[Referring expression pointing data]

+++++

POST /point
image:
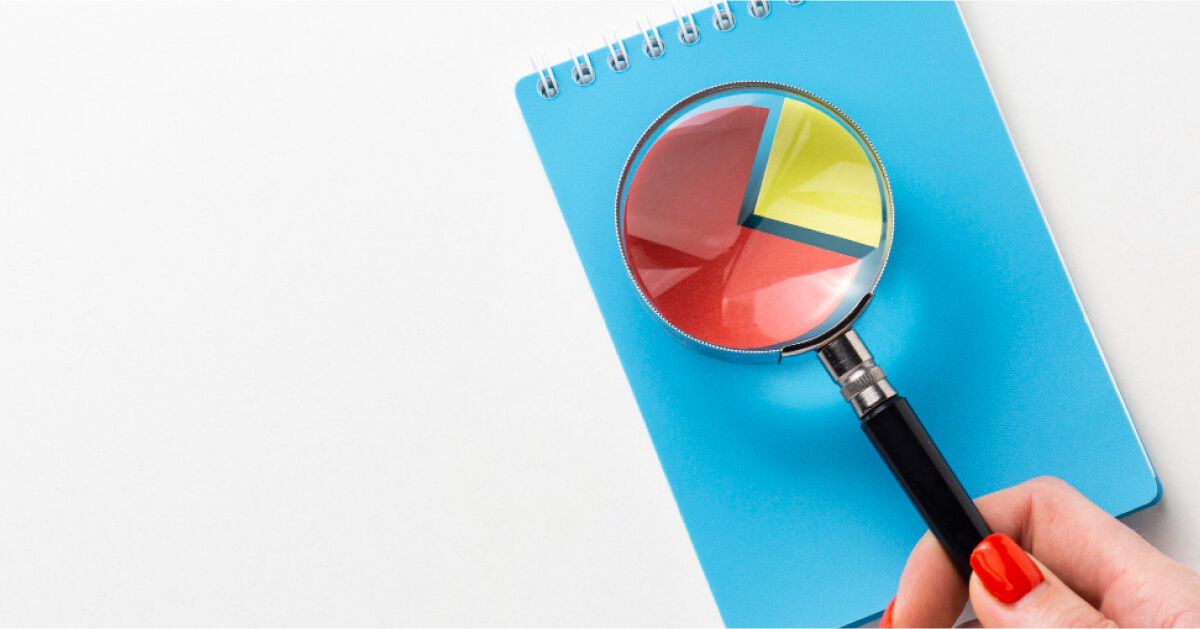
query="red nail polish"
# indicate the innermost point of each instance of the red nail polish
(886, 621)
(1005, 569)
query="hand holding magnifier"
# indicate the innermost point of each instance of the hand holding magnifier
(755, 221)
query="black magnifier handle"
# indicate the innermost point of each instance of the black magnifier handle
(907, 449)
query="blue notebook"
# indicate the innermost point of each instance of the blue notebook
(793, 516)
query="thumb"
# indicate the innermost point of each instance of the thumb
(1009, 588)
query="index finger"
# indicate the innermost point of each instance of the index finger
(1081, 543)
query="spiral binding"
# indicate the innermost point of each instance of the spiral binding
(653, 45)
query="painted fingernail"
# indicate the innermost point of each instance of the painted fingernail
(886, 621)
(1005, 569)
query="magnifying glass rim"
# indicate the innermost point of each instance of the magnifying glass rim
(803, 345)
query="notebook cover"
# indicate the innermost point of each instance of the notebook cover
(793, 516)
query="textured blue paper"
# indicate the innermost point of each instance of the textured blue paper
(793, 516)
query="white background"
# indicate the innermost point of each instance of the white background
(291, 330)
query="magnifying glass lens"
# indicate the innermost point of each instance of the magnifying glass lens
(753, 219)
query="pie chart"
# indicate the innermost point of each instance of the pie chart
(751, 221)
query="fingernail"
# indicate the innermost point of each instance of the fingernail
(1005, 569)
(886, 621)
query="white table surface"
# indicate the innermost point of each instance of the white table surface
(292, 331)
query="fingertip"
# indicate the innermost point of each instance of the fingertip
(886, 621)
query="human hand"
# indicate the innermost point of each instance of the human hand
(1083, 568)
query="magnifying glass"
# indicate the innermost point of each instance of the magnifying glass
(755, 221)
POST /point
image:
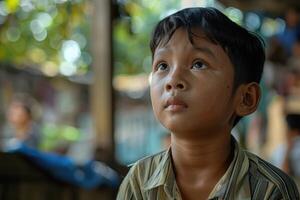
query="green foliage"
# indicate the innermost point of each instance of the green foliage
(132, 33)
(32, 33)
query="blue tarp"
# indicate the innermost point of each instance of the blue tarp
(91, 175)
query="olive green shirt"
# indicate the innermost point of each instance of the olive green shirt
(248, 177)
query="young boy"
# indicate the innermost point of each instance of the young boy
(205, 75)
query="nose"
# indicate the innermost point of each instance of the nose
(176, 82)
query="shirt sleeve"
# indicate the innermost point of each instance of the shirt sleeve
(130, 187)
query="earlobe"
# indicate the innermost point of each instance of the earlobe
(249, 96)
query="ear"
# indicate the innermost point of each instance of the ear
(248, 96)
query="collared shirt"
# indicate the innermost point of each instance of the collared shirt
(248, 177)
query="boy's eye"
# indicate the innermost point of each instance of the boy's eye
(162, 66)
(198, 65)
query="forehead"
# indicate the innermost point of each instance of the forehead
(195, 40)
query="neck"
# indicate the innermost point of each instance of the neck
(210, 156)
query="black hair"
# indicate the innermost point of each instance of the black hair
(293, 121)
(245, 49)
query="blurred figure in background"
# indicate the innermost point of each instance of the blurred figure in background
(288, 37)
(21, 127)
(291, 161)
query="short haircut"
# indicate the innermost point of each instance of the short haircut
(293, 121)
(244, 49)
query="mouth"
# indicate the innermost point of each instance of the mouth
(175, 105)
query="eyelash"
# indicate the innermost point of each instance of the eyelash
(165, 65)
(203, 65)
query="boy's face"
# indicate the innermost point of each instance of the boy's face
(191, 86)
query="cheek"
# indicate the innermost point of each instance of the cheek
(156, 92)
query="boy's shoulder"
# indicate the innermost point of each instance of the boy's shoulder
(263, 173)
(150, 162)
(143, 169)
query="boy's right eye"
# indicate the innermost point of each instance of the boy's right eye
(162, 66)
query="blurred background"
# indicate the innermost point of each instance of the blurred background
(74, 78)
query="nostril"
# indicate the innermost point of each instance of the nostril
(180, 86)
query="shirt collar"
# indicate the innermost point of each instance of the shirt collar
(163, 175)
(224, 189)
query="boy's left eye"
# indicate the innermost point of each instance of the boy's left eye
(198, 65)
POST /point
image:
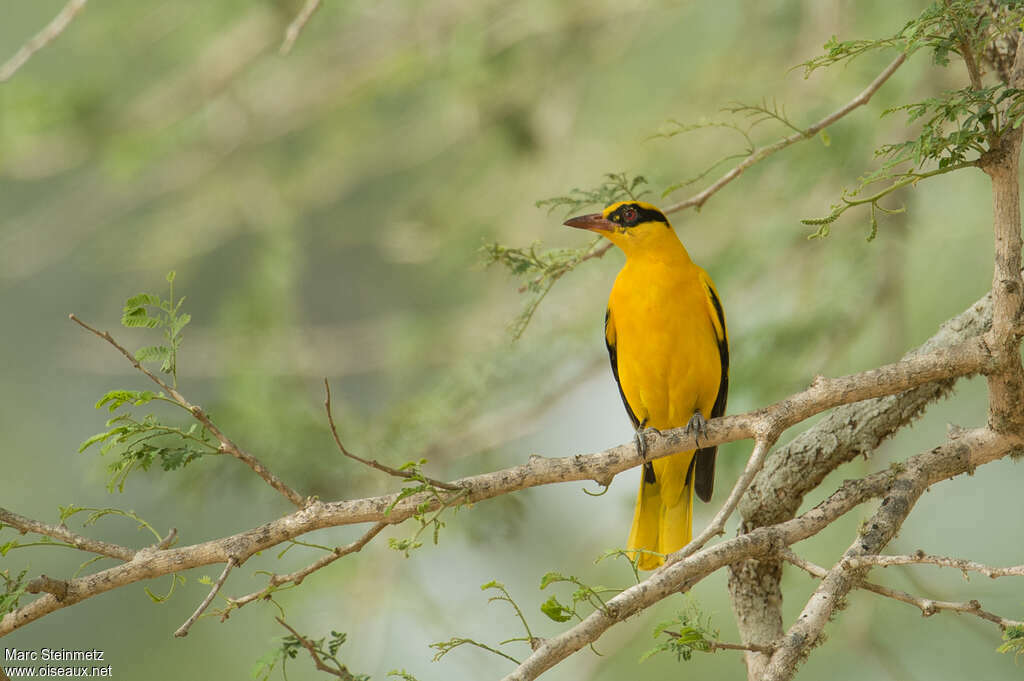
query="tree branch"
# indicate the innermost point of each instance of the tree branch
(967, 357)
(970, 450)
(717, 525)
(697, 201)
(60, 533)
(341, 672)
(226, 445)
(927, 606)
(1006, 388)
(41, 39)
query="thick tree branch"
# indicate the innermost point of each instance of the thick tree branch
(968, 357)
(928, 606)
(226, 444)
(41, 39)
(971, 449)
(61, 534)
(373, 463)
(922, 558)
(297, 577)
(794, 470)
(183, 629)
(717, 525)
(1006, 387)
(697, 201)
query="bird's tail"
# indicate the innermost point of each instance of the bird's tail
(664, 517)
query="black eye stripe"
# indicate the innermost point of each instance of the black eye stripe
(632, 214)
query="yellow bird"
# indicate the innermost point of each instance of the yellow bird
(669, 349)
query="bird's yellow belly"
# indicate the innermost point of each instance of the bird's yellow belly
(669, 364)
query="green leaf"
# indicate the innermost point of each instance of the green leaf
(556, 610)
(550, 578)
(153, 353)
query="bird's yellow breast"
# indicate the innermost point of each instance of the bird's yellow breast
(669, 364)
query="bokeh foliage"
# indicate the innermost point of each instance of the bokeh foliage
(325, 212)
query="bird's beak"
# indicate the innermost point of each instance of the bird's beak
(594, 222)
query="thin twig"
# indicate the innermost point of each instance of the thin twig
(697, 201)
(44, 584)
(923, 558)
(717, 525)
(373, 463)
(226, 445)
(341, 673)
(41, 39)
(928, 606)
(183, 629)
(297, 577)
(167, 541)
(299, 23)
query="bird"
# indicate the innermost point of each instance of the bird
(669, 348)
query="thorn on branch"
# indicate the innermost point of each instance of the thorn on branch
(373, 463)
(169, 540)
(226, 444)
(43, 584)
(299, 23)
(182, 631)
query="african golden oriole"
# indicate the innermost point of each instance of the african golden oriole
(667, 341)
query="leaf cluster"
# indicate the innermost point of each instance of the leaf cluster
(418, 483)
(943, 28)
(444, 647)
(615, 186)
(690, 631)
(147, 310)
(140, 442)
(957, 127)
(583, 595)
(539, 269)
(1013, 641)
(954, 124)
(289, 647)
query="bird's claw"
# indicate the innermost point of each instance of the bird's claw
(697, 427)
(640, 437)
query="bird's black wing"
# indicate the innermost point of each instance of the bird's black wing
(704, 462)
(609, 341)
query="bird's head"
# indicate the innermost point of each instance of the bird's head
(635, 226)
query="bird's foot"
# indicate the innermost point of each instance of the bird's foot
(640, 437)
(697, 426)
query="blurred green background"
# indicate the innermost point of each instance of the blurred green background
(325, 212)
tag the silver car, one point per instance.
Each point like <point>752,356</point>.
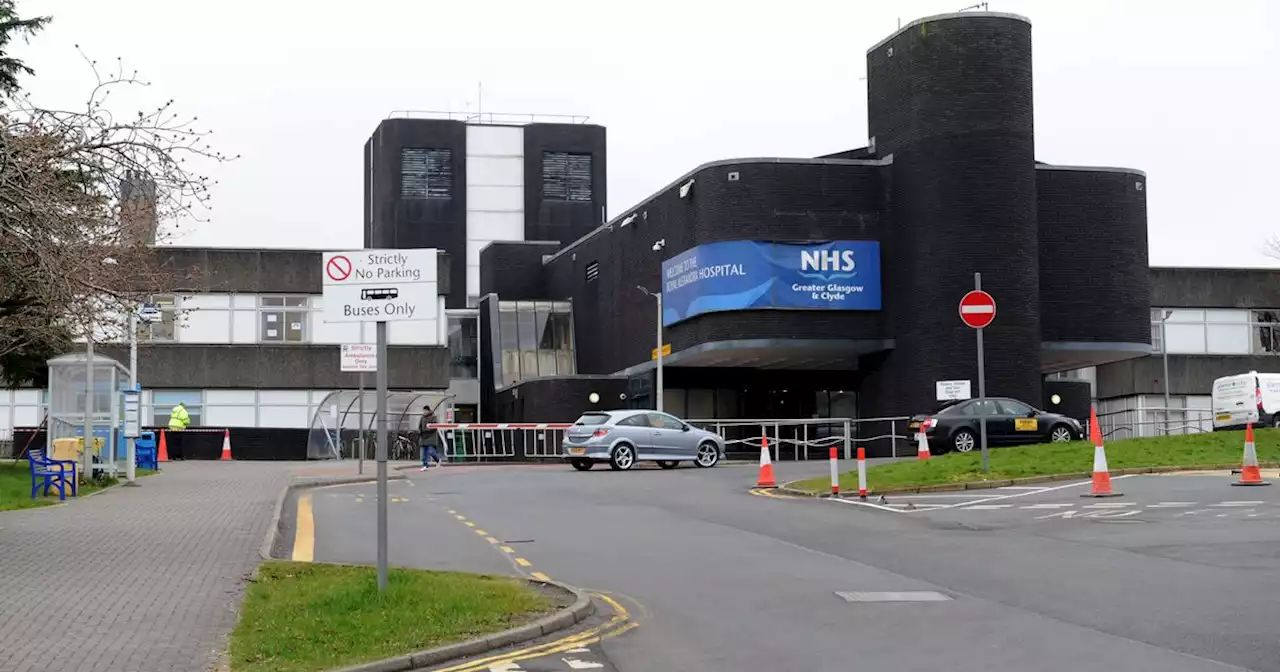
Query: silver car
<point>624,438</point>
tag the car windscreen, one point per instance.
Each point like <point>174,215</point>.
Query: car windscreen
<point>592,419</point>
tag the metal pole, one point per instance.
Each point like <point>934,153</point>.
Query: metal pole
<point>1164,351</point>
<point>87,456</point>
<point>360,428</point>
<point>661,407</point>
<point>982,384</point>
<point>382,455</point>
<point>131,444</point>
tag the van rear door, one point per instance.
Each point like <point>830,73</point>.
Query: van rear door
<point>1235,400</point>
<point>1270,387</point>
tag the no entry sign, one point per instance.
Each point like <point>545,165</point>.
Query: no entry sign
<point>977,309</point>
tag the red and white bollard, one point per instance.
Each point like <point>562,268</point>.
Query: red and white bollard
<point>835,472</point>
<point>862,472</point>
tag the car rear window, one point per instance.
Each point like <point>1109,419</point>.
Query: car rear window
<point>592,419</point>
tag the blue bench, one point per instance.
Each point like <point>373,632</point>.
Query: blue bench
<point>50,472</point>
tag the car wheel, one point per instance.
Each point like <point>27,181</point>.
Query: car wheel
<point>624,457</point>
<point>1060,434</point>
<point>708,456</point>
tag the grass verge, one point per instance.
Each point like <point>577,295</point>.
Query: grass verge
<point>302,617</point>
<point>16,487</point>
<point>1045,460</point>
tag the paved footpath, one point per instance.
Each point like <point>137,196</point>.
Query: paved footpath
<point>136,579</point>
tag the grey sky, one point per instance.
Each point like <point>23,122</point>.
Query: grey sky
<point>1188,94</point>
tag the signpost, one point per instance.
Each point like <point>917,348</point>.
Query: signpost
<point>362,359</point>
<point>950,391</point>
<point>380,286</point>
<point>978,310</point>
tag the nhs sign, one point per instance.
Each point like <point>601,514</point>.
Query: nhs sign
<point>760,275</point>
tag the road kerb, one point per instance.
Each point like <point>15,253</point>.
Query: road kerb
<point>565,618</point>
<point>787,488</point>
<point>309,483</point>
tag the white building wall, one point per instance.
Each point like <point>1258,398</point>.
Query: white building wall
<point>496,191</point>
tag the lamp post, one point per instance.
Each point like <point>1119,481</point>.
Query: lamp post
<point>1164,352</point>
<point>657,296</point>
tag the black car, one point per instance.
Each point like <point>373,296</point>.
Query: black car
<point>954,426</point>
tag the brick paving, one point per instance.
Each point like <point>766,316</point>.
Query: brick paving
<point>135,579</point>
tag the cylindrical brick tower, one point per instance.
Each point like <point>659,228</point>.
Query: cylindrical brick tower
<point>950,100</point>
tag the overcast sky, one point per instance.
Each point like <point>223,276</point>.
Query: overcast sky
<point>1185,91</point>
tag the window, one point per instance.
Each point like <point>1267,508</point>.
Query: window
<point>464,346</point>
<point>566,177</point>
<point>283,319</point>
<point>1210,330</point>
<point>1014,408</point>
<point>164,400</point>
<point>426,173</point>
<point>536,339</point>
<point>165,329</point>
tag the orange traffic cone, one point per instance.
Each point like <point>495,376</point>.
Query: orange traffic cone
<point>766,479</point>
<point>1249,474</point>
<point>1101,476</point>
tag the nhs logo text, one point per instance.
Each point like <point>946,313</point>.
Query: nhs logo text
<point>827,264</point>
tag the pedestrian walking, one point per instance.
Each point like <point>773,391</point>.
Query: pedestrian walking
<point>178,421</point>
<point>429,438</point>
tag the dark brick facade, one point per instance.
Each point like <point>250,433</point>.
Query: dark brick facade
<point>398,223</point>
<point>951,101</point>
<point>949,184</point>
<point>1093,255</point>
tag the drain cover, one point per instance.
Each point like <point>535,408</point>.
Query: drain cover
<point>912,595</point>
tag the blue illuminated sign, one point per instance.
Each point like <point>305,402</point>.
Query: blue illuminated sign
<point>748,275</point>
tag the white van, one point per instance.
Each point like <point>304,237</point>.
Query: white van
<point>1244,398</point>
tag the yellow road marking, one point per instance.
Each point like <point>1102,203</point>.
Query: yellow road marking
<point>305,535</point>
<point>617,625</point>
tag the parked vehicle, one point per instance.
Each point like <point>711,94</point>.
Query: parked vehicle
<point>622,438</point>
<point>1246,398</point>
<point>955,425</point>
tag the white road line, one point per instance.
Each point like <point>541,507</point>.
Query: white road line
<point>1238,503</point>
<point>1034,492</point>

+++++

Set down exactly the lines of the data above, beginning with the line that has "Each point like <point>373,632</point>." and ending with the line that has "Each point like <point>577,295</point>.", and no others.

Each point like <point>373,632</point>.
Query: blue bench
<point>50,472</point>
tag the car wheel, one point per instance.
Each point like <point>27,181</point>.
Query: car wheel
<point>624,457</point>
<point>1060,434</point>
<point>708,456</point>
tag the grass verge, one point per instance.
Each point like <point>577,295</point>.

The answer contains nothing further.